(Point annotation dataset records)
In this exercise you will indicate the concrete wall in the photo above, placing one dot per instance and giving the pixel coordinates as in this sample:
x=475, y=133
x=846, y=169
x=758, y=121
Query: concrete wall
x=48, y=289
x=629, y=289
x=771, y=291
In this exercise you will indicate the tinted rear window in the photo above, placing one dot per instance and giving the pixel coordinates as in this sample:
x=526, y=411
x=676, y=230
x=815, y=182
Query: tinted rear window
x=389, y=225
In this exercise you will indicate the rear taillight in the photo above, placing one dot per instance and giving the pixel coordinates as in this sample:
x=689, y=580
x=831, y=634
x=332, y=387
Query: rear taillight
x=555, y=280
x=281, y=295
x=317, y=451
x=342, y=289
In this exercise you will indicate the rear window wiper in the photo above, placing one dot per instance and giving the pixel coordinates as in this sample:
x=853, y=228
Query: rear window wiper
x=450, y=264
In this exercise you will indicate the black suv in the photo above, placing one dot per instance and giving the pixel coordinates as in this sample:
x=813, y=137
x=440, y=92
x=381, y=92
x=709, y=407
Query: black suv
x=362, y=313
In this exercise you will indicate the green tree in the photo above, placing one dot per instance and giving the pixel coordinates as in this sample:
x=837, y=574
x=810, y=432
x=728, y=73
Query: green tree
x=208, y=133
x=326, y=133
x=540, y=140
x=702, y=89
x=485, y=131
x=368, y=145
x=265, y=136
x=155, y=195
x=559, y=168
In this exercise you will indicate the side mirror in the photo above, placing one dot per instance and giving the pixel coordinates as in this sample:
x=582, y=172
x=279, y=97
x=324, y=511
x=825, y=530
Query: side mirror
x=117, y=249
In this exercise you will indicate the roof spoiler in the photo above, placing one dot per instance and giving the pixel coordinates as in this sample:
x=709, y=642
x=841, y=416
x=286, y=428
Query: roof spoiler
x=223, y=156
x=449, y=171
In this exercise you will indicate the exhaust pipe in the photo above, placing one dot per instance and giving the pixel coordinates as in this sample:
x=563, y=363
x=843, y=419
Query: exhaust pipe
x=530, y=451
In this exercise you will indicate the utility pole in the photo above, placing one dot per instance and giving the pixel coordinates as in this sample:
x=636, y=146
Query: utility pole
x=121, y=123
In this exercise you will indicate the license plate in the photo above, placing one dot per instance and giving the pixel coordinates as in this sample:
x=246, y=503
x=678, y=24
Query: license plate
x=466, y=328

#### [GOAL]
Copy out the records starting with the line that contains "In this exercise you will indicate the roof" and going on through the line that contains "x=530, y=451". Shift every x and y coordinate in the answers up by 62, and leave every other line unchanged.

#### [RESPONSE TO THE EXERCISE]
In this exercise you will indicate the roof spoiler in the photo above, placing one dot per instance and giving the pixel coordinates as in this sample:
x=709, y=642
x=841, y=416
x=286, y=428
Query: roof spoiler
x=285, y=218
x=511, y=233
In this exercise you will indicate the exhaust pipe in the photo above, placing one dot per instance and giving the pixel coordinates as in this sample:
x=563, y=363
x=843, y=419
Query: exhaust pipe
x=592, y=513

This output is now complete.